> [Work required]
Reproduce the records precisely. Omit every picture.

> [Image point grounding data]
※

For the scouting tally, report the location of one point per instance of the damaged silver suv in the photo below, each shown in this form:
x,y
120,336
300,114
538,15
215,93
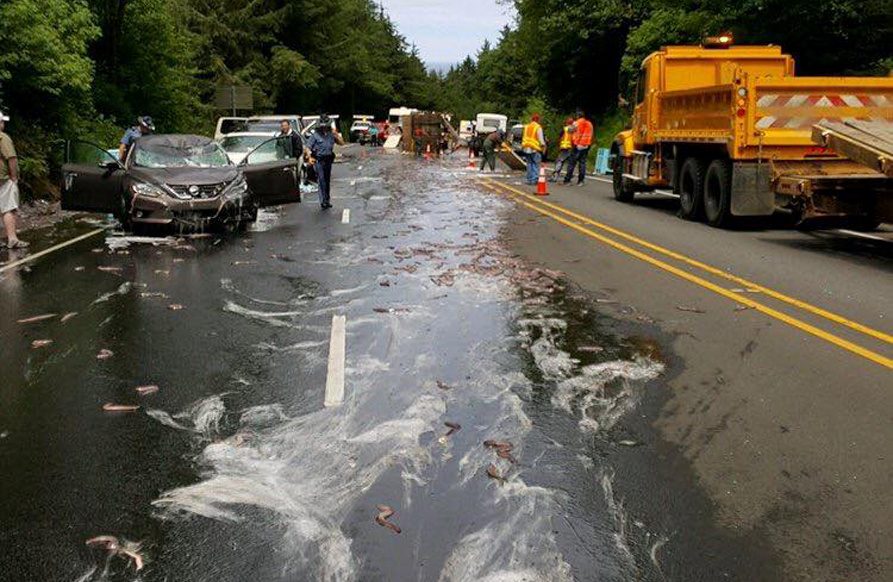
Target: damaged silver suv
x,y
182,180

※

> [Reply to the task]
For the scouting tally, report the location of one point per instance of the damaged silver suv in the photo below, each shown in this form:
x,y
120,336
300,114
538,15
215,93
Target: damaged silver suv
x,y
182,180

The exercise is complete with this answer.